**TEXTE À LIRE:**

Grand cœur trop chaud
C’est au titre de la mobilité que la zac Nancy Grand Cœur, qui couvre 12 hectares délimités par des friches ferroviaires en centre-ville, a obtenu en 2009 le label d’écoquartier. La démarche récompensait d’avantage de bonnes pratiques ferroviaires qu’une grande ambition environnementale. Difficiles à aérer, les premiers immeubles d’habitation ont vite gagné le surnom de cocottes minutes. Dans les espaces publics très minéralisés où la température dépasse parfois de 4° celle de la place Stanislas, les riverains craignent de manquer d’air. A la sortie du premier confinement, André Rossinot a annoncé un « lever de crayon » sur la zac, invitant les promoteurs à revoir leur copie sur le tiers restant à urbaniser.
La page blanche d’Alsthom
Nous allons nous détacher du nom de Nancy Grand Cœur pour définir un nouveau projet sur un périmètre élargi.
Chaynesse Khirouni
Si l’avenir de Nancy Grand Cœur se dessine en pointillés, ce sont aujourd’hui les friches Alsthom, au droit du nouveau quartier Meurthe-Canal, qui font figure de page blanche. La Ville, la Métropole, l’aménageur public Solorem et l’agence d’urbanisme In Situ projettent d’implanter sur ce morceau de ville de 10 hectares, encore pétri de son passé ouvrier, un prototype de quartier écologique et solidaire. Les vestiges de la Compagnie générale électrique, dont la chaufferie, les façades donnant sur le canal de la Meurthe, les grands bureaux et les petites maisons ouvrières y seront préservés et rénovés.

Données de localisation de points:
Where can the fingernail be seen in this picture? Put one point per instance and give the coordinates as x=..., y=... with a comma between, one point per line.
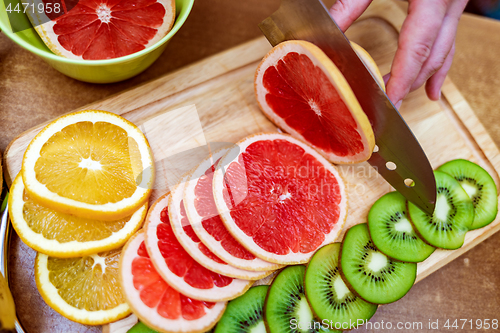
x=386, y=78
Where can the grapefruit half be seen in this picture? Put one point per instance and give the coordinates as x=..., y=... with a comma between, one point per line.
x=185, y=234
x=105, y=29
x=300, y=89
x=154, y=301
x=279, y=198
x=177, y=266
x=207, y=224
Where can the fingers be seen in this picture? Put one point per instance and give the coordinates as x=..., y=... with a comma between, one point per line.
x=442, y=45
x=345, y=12
x=434, y=84
x=417, y=37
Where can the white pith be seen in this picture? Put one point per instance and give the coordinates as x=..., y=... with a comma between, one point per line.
x=150, y=316
x=234, y=289
x=271, y=60
x=33, y=153
x=51, y=294
x=98, y=260
x=260, y=266
x=248, y=242
x=67, y=249
x=304, y=315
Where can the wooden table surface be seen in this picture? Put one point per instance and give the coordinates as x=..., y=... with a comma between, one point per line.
x=32, y=92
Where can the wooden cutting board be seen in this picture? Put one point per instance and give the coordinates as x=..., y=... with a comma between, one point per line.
x=212, y=103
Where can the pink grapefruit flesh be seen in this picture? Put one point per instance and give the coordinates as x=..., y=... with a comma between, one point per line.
x=202, y=212
x=302, y=91
x=177, y=266
x=153, y=300
x=190, y=241
x=280, y=198
x=106, y=29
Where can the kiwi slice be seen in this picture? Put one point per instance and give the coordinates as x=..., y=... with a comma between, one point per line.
x=391, y=230
x=245, y=313
x=286, y=309
x=452, y=217
x=480, y=187
x=329, y=297
x=371, y=274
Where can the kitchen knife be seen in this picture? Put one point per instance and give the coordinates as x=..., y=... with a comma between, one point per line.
x=309, y=20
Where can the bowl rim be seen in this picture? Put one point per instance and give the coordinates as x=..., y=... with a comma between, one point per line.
x=179, y=22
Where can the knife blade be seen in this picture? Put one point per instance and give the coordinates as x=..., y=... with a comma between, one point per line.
x=309, y=20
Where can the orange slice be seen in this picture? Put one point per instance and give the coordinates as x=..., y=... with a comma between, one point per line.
x=92, y=164
x=157, y=304
x=64, y=235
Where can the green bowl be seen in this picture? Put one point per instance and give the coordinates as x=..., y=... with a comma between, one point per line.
x=94, y=71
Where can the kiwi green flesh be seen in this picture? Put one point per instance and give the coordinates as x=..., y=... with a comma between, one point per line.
x=391, y=230
x=480, y=187
x=452, y=217
x=245, y=313
x=371, y=274
x=286, y=309
x=328, y=295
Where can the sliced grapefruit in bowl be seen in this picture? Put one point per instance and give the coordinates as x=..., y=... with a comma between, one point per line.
x=300, y=89
x=105, y=29
x=279, y=198
x=177, y=266
x=186, y=236
x=207, y=224
x=155, y=302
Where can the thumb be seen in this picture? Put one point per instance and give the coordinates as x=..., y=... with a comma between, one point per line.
x=345, y=12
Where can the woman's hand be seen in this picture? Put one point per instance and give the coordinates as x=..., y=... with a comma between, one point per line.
x=426, y=43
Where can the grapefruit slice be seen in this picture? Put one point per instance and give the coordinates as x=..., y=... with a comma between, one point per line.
x=207, y=224
x=184, y=232
x=279, y=198
x=82, y=289
x=177, y=266
x=154, y=301
x=300, y=89
x=105, y=29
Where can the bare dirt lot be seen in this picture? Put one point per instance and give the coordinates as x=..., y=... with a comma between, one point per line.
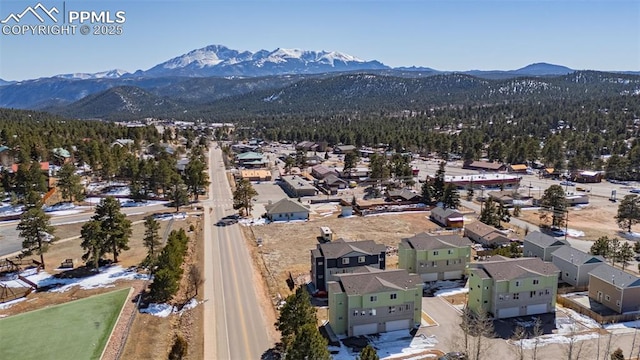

**TRAVAIL À FAIRE:**
• 1. D'après le texte sur les projets d'urbanisme à Nancy, au titre de quoi la zac Nancy Grand Cœur a-t-elle obtenu le label d'écoquartier en 2009 ?
• 2. Poursuivez le texte sur les projets d'urbanisme à Nancy après sa dernière phrase.

**RÉPONSES ATTENDUES:**
• 1. Au titre de la mobilité.

• 2.
La fraîcheur de la Meurthe
Le plan masse imagine un enchainement de séquences urbaines, industrielles et maraîchères pour insérer le nouveau quartier dans les espaces entre la Meurthe, qui lui apportera de la fraîcheur, et le parc de la Pépinière qui borde la place Stanislas en hypercentre. Le futur quartier doit s’ouvrir à l’économie sociale et solidaire, tout en accueillant un équipement majeur : la nouvelle cité judiciaire projetée sur 16.400 mètres carrés. En cours de validation par le ministère de la Justice, le projet fait l’objet d’ultimes études de dépollution et de mobilité.
Grand Thermal suit son cours
Dans un avenir plus proche – dès l’été prochain, si la crise sanitaire le permet – l’île de la Méchelle proposera entre Tomblaine et Nancy la première piscine naturelle du Grand Est. Cette base de loisirs urbaine gratuite et ouverte à tous compensera en partie la piscine découverte supprimée sur les hauteurs de la ville lors des premiers travaux de Nancy Thermal.
Lancé fin 2018 pour une durée de 48 mois, le projet porté par la Compagnie européenne des bains – Valvital fait toujours l’objet d’un recours sur le fond. Mais les opérations de démolition sont terminées, les fouilles archéologiques, purgées, et quelque 250 crapauds accoucheurs, très rares en milieu urbain, qui contrariaient l’an dernier l’avancée du chantier ont été relogés en douceur vers le parc Sainte-Marie attenant.
L’envie de l’eau
Réalisé sous maîtrise d’œuvre des architectes Anne Demians et Nicolas Chabanne, le pôle aquatique qui juxtapose réhabilitations et constructions neuves sur 20.000 mètre carrés doit ouvrir courant 2022. François Werner, resté vice-président du Grand Nancy par-delà de l’alternance, est désormais en charge du dossier.
Les équipes qui succèdent aux grands anciens adoptent souvent un style plus simple, plus direct et moins cérémonieux. C’est le cas à Nancy, où j’ai troué une maîtrise d’ouvrage attentive et à l’écoute, tout en tenant un discours plus social.
Bruno Verbaere, président de la société de projet Grand Nancy Thermal Développement
A la connotation médicale et thermale du futur établissement s’ajoute désormais le souci de rendre aux Nancéien l’accès à leur eau.